• Text block:
◇ ◇ ◇ ◇

2014-09-08 Thread Tim St Clair
Greetings James! 

This is great to see, also if you're interested feel free to compare notes: 
http://pkgs.fedoraproject.org/cgit/mesos.git/tree/mesos.spec

inline comments below: 

- Original Message -
 From: CCAAT cc...@tampabay.rr.com
 To: user@mesos.apache.org
 Cc: cc...@tampabay.rr.com
 Sent: Monday, September 8, 2014 8:45:59 AM
 Subject: Re: Mesos on Gentoo
 
 On 09/07/14 23:39, Vinod Kone wrote:
  Hi James,
 
  Great to see a Gentoo package for Mesos!
 
  Regarding HDFS requirement, any shared storage (even just a http/ftp
  server works) that the Mesos slaves can pull the executor from is enough.

◇ ◇ ◇ ◇

• Available data:
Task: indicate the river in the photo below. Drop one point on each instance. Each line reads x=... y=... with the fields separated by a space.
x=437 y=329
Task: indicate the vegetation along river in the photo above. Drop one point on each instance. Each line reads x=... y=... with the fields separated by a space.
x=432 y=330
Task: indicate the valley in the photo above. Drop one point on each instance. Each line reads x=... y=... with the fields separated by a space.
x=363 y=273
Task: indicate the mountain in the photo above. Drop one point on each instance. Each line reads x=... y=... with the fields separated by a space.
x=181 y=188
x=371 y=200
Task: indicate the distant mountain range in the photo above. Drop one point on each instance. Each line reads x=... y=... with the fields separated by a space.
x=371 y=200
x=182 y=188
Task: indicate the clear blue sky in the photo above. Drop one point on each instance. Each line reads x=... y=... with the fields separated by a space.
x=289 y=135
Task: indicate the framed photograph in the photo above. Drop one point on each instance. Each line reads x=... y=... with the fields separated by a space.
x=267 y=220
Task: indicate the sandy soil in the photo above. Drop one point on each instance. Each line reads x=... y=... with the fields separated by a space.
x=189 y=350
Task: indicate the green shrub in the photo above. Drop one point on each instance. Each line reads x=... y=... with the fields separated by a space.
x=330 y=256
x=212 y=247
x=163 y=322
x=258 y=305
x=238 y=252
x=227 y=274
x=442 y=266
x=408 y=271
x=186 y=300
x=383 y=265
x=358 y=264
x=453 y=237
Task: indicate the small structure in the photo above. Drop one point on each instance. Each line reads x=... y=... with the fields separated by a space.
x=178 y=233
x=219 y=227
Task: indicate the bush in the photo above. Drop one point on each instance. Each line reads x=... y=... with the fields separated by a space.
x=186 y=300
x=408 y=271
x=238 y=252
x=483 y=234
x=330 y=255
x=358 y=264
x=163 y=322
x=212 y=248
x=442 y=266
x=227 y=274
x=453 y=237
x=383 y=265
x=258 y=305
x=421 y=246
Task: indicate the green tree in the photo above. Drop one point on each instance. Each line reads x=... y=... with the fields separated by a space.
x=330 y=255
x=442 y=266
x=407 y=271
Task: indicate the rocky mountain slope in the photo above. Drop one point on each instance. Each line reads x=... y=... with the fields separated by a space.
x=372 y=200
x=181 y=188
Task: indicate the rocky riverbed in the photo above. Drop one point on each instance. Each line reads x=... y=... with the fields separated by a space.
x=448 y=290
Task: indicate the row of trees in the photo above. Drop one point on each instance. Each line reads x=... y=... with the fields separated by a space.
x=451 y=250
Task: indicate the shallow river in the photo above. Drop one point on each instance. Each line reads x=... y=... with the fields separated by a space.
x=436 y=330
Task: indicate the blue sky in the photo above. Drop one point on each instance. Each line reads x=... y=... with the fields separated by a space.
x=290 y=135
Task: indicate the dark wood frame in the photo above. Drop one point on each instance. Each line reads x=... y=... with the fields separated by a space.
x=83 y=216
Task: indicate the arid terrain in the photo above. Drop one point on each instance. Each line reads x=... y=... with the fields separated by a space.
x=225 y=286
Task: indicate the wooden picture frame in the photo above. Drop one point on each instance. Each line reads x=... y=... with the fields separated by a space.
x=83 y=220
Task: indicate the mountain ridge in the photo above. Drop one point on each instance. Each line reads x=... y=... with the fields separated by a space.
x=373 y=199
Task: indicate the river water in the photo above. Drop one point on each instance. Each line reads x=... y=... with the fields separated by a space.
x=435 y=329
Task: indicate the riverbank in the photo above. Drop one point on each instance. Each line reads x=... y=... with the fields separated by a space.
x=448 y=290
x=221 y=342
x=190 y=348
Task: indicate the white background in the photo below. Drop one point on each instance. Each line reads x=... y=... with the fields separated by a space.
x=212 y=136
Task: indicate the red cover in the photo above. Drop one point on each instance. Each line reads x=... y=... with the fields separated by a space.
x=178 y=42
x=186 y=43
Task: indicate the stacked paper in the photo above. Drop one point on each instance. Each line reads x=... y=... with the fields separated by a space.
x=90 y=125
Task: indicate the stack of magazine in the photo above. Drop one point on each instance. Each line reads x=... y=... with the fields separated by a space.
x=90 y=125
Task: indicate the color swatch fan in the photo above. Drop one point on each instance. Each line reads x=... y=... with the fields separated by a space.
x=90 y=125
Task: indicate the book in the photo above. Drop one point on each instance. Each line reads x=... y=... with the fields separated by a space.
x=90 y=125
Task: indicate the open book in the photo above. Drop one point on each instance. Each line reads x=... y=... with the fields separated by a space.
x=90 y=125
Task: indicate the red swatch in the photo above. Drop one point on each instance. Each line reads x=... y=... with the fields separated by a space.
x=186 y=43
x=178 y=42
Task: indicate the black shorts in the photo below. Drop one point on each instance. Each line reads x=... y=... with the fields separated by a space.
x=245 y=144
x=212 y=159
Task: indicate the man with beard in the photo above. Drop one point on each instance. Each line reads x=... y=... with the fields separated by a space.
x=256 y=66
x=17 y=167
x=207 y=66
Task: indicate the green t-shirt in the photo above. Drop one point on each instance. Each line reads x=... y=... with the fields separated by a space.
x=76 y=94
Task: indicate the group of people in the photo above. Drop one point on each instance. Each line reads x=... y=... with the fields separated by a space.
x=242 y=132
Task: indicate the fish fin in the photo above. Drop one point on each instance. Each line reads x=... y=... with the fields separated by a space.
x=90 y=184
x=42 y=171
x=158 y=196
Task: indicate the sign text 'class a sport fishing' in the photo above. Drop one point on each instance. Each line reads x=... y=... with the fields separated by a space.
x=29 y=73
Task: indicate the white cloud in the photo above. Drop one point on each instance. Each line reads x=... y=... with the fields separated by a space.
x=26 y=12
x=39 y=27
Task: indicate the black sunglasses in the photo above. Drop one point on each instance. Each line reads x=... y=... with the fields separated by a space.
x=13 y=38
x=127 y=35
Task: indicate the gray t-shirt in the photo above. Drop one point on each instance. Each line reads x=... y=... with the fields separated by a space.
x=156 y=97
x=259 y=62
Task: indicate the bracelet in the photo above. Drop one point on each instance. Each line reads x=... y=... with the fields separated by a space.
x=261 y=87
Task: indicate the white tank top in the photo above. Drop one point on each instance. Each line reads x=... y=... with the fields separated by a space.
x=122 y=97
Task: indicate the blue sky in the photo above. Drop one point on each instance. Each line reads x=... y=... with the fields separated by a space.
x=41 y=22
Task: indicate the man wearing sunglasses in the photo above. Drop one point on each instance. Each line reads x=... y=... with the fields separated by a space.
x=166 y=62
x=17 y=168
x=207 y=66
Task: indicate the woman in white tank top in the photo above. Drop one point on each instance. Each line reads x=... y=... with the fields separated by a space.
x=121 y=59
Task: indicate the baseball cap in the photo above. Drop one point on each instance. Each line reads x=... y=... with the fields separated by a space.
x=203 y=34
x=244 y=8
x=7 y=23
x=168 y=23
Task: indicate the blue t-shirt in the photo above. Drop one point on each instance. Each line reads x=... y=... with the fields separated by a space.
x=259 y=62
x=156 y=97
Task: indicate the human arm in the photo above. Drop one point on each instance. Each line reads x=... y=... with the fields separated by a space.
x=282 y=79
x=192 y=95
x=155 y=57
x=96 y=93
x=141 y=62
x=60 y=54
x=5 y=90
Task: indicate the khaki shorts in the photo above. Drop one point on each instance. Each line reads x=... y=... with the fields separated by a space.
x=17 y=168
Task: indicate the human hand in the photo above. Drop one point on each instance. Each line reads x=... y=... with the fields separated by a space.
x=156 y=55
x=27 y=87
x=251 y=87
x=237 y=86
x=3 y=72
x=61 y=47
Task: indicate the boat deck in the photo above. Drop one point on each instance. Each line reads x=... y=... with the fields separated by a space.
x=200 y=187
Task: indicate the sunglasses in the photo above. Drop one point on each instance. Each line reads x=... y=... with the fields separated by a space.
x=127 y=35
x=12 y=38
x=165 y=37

◇ ◇ ◇ ◇

• Exercise instructions:
[A] Reproduce the stretch of the Mesos on Gentoo thread from "- Original Message" through "package for Mesos!".
[B] List the field labels in the header of the original message quoted in the Mesos on Gentoo thread.

• Outputs in order:
[A]
- Original Message -
 From: CCAAT cc...@tampabay.rr.com
 To: user@mesos.apache.org
 Cc: cc...@tampabay.rr.com
 Sent: Monday, September 8, 2014 8:45:59 AM
 Subject: Re: Mesos on Gentoo
 
 On 09/07/14 23:39, Vinod Kone wrote:
  Hi James,
 
  Great to see a Gentoo package for Mesos!

[B] From, To, Cc, Sent, Subject